> _EXCERPTED TEXT_:
▶

The most important and seemingly most influencal of
these groups is the one of farmers who had prospered during the Green
Revolution. They are politically ambitious, proud of their martial
tradition organised on religious forums, hard working and familiar with
the materialistic culture of the west. Prosperity in agriculture did not
make them complacent but more competitive. They wanted remunerative
prices for agricultural produce, restrictions on interstate traffic of
food grains to end, cheaper power and water, reduction in the prices of
farm machinery and other inputs like fertilizers and pesticides, parity
of prices between agricultural and industrial products, liberal finances
from credit institutions and investment opportunities in
agro-industries. The Akali Dal in the government had closely identified
itself with the interests of this class of farmers. On three occasions
when it was in the government, the party had taken bold measures to help
them.

◀

> _STATED GOAL 1_:
Using the passage on Green Revolution farmers, explain the Akali Dal's relationship to those farmers in one to three sentences.
The text and the entries were taken from unrelated sources.

> _SOURCE MATERIAL_:
▶

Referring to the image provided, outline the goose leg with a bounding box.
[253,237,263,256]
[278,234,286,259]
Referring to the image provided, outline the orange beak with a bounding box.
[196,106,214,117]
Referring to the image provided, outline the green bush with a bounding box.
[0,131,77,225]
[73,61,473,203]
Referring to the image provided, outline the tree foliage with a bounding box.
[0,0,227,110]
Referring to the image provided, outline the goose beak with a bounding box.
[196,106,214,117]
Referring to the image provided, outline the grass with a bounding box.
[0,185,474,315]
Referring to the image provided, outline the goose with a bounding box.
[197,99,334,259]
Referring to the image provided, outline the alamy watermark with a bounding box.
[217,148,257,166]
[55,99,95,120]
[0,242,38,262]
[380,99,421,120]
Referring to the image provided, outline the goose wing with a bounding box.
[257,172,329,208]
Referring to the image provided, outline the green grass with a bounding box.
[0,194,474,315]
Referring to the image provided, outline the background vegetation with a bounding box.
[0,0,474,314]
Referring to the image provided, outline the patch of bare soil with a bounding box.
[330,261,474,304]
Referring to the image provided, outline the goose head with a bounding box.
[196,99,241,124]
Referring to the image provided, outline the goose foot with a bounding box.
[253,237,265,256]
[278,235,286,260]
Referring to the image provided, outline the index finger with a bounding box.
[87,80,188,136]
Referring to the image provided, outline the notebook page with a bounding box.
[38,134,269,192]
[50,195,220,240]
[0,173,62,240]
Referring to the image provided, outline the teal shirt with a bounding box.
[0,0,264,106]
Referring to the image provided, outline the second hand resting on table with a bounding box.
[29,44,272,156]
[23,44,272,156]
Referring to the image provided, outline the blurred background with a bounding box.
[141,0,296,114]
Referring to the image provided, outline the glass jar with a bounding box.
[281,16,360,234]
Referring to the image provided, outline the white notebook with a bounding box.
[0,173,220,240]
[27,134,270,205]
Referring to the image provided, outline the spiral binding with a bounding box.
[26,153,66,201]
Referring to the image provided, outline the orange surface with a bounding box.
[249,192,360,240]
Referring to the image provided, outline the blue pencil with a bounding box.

◀

> _STATED GOAL 2_:
Arrange the entries as a Markdown table with columns headed No. and Line. Begin at the line that contains "Referring to the image provided, outline the teal" and stop after the line that contains "[23,44,272,156]", and leave out any blank lines.

> _FULL ANSWER 1_:
The Akali Dal, while in government, had closely identified itself with the interests of this class of farmers. On three occasions when it held power, the party took bold measures to help them.

> _FULL ANSWER 2_:
| No. | Line |
|---|---|
| 1 | Referring to the image provided, outline the teal shirt with a bounding box. |
| 2 | [0,0,264,106] |
| 3 | Referring to the image provided, outline the second hand resting on table with a bounding box. |
| 4 | [29,44,272,156] |
| 5 | [23,44,272,156] |